** Start Material for the task **

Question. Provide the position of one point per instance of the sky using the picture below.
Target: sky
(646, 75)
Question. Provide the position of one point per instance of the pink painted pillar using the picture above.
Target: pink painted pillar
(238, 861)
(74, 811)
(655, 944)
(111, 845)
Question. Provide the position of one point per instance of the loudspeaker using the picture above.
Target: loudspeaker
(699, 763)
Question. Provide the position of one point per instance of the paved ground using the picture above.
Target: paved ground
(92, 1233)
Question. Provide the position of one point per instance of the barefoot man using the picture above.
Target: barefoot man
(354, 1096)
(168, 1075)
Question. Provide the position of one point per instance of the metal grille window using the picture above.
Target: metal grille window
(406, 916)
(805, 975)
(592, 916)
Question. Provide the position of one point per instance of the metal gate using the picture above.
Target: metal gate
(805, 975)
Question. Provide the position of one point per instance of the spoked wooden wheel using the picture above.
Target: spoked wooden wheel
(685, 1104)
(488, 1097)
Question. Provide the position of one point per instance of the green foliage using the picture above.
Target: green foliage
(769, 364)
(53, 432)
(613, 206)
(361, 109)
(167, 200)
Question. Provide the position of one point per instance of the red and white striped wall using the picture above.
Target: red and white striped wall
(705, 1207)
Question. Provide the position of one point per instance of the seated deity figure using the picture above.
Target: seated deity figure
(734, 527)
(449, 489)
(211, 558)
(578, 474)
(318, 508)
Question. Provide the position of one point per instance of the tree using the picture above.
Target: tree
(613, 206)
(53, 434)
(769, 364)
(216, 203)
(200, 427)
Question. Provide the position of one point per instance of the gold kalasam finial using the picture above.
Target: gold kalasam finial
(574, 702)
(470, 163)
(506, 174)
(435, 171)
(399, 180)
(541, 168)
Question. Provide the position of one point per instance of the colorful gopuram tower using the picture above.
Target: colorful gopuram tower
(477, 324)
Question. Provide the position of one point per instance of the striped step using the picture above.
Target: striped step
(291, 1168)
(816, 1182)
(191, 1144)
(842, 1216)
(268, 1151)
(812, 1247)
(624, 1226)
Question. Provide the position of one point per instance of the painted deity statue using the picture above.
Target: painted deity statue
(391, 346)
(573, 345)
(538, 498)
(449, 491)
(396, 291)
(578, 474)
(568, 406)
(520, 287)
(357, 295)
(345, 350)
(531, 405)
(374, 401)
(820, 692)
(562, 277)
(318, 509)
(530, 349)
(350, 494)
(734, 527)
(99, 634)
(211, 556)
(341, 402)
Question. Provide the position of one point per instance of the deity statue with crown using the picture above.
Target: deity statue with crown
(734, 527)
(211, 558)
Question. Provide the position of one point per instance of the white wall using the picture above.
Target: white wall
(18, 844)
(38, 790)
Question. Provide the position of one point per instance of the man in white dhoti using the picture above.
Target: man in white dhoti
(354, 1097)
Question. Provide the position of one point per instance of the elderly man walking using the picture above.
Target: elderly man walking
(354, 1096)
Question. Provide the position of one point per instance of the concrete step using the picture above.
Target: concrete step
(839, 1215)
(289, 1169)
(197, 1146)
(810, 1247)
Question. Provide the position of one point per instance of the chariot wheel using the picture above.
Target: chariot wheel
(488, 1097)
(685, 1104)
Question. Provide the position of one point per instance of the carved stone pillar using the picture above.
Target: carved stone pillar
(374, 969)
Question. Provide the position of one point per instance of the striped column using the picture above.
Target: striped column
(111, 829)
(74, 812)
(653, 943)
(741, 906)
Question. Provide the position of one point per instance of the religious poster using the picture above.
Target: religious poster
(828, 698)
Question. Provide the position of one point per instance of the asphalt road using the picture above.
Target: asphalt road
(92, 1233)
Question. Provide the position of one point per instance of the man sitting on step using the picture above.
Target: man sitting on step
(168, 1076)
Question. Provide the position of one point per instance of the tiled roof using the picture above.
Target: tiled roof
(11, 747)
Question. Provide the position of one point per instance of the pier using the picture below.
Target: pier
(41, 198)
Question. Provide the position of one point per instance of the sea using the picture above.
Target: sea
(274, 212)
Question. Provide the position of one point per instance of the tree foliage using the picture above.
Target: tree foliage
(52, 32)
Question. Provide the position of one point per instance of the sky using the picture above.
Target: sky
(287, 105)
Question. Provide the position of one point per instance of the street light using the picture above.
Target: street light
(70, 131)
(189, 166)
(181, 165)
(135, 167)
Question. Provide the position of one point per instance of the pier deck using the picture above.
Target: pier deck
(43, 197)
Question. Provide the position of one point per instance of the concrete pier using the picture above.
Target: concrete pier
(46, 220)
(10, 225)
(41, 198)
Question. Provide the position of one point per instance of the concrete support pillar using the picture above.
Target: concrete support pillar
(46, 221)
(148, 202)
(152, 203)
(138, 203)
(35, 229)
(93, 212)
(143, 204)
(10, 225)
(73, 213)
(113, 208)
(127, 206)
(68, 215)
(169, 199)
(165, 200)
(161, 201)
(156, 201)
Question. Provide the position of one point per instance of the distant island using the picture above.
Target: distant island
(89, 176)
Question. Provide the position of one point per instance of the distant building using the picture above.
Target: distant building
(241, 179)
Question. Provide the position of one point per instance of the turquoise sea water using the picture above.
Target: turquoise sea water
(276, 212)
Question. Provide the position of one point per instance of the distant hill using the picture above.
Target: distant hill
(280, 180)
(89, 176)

** End Material for the task **

What the task requires
Please copy all of the entries above word for word, keeping every line.

Solution to this task
Question. Provide the position of one point per instance of the sky using the picture below.
Target: sky
(646, 75)
Question. Provide the position of one point per instance of the pink painted pillar using the picture above.
Target: pink painted pillar
(238, 861)
(74, 811)
(655, 944)
(111, 845)
Question. Provide the position of one point per instance of the loudspeaker using the picture above.
Target: loudspeaker
(699, 763)
Question. Provide the position of one point per instance of the paved ground using the picture above.
Target: paved ground
(92, 1233)
Question. Provide the position of one point per instance of the barefoot man using the picture above.
Target: barefoot man
(354, 1096)
(168, 1075)
Question. Provide the position of one point per instance of the metal grille window using the picture above.
Target: metal grille window
(406, 916)
(805, 975)
(592, 916)
Question. Provide the position of one point per instance of the metal gate using the picture above.
Target: metal gate
(805, 975)
Question. Provide the position of one point per instance of the spoked wooden wheel using the picture above.
Target: spoked wooden wheel
(685, 1104)
(488, 1097)
Question. Provide the position of one point per instance of the green foliage using the picture above.
Target: green foliage
(769, 364)
(53, 432)
(613, 206)
(361, 109)
(167, 200)
Question. Provide the position of one point per instance of the red and white striped wall using the picture above.
Target: red and white striped wall
(705, 1207)
Question. Provide the position of one point per instance of the seated deity figure using the picture above.
Target: seated deity figure
(734, 527)
(449, 489)
(211, 558)
(578, 474)
(318, 508)
Question. Provide the position of one point per instance of the tree using the picture above.
Target: tree
(613, 206)
(53, 434)
(769, 364)
(216, 203)
(200, 427)
Question. Provide the position of one point per instance of the gold kalasam finial using the picture above.
Target: gold kalasam finial
(574, 702)
(470, 163)
(506, 174)
(435, 171)
(399, 180)
(541, 168)
Question. Provide the position of one point per instance of the colorful gopuram tower using the picture above.
Target: colorful gopuram tower
(477, 324)
Question. Provide the position of one point per instance of the striped step using the picture above.
Target: striped step
(291, 1168)
(816, 1182)
(191, 1144)
(842, 1216)
(268, 1151)
(812, 1247)
(624, 1226)
Question. Provide the position of one point per instance of the painted deity statue using the picture above.
Target: painted deity statue
(391, 346)
(573, 345)
(538, 498)
(449, 491)
(396, 291)
(578, 474)
(568, 406)
(520, 287)
(357, 295)
(345, 350)
(531, 405)
(374, 401)
(820, 692)
(562, 277)
(318, 509)
(530, 349)
(350, 494)
(734, 527)
(99, 634)
(211, 556)
(341, 402)
Question. Provide the position of one point per instance of the deity statue with crown using the picture above.
Target: deity statue with crown
(734, 527)
(211, 558)
Question. Provide the position of one point per instance of the white wall using the picture above.
Target: white wall
(18, 844)
(38, 790)
Question. Provide the position of one point per instance of the man in white dhoti using the picture above.
Target: man in white dhoti
(354, 1097)
Question. Provide the position of one point per instance of the elderly man walking using the picture above.
Target: elderly man walking
(354, 1096)
Question. Provide the position of one point per instance of the concrete step using the picture above.
Target: concrete step
(839, 1215)
(289, 1169)
(197, 1146)
(810, 1247)
Question. Provide the position of one point per instance of the chariot wheel using the picture above.
Target: chariot wheel
(488, 1097)
(685, 1104)
Question. Provide the position of one point per instance of the carved stone pillar using the picture above.
Target: carved stone pillar
(374, 969)
Question. Provide the position of one point per instance of the striped column using the picture above.
Target: striped column
(111, 829)
(74, 812)
(653, 943)
(741, 906)
Question. Provide the position of one point per instance of the religious poster using the picture above.
Target: religious poster
(828, 698)
Question. Provide the position of one point per instance of the asphalt road using the picture above.
Target: asphalt road
(92, 1233)
Question. Provide the position of one point per instance of the man sitting on step using the picture above.
Target: man sitting on step
(168, 1076)
Question. Provide the position of one point per instance of the tiled roof using the picture above.
Target: tiled roof
(11, 747)
Question. Provide the position of one point per instance of the pier using the picture below.
Target: pier
(41, 198)
Question. Provide the position of one point per instance of the sea using the picture above.
Target: sea
(274, 212)
Question. Provide the position of one point per instance of the tree foliage using the picture above.
Target: tree foliage
(52, 32)
Question. Provide the position of one point per instance of the sky using the picture above.
Target: sky
(287, 105)
Question. Provide the position of one point per instance of the street light using the picture above.
Target: street light
(70, 131)
(189, 166)
(181, 165)
(135, 167)
Question. Provide the position of one point per instance of the pier deck using the picture above.
Target: pier deck
(43, 197)
Question. Provide the position of one point per instance of the concrete pier using the picture above.
Target: concrete pier
(46, 220)
(10, 225)
(41, 198)
Question. Provide the position of one point per instance of the concrete support pillar using the picture above.
Target: concrete support pillar
(46, 221)
(148, 202)
(152, 203)
(138, 203)
(35, 229)
(93, 212)
(143, 204)
(10, 225)
(73, 213)
(113, 208)
(127, 206)
(68, 215)
(169, 199)
(165, 200)
(161, 201)
(156, 201)
Question. Provide the position of one point per instance of the distant island using the picture above.
Target: distant island
(89, 176)
Question. Provide the position of one point per instance of the distant building using the picture above.
Target: distant building
(241, 179)
Question. Provide the position of one point per instance of the turquoise sea water using the picture above.
Target: turquoise sea water
(276, 212)
Question. Provide the position of one point per instance of the distant hill using the picture above.
Target: distant hill
(280, 180)
(89, 176)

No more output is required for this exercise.